***** RECORDS TO USE *****

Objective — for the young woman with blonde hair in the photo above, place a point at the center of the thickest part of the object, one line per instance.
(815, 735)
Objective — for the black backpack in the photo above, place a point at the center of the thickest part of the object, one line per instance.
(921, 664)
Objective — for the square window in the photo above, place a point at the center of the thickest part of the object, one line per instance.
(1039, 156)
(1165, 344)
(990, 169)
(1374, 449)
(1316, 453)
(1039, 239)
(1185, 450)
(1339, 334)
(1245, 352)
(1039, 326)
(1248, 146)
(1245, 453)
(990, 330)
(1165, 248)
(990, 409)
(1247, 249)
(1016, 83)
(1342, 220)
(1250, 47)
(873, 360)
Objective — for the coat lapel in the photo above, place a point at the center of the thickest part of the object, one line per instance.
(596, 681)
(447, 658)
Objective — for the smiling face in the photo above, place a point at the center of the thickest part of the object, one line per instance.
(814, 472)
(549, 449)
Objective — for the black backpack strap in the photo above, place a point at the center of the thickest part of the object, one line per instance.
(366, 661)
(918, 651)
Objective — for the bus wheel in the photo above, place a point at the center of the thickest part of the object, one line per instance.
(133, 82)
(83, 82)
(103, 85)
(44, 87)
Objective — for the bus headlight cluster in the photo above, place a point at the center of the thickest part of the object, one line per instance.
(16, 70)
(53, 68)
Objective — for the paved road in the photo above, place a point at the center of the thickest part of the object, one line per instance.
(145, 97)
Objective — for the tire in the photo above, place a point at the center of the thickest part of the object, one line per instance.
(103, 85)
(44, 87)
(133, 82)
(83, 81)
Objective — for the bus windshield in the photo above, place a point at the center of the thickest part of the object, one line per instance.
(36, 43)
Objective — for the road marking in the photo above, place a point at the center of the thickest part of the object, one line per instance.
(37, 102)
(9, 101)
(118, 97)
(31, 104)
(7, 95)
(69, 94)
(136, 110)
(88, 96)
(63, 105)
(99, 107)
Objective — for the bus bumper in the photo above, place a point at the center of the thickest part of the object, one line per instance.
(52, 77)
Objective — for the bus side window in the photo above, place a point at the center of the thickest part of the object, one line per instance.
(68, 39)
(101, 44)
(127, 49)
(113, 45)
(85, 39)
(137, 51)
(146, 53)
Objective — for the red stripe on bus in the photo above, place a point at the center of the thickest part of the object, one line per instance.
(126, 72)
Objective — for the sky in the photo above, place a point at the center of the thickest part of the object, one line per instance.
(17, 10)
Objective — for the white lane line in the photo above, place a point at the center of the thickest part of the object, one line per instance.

*****

PROBLEM TO SOLVE →
Please copy the entries from the line with "Objective — for the sky" up to and including the last line of the entries, raising every number in the point coordinates by 41 and leaving the other lines unchanged.

RESULT OF THE TASK →
Objective — for the sky in the photo above, place a point at the center of the thickest part of the object, one line per instance.
(58, 51)
Objective — for the white lane line in the photo above, place a point at the center of the thickest part of the object, one line per instance.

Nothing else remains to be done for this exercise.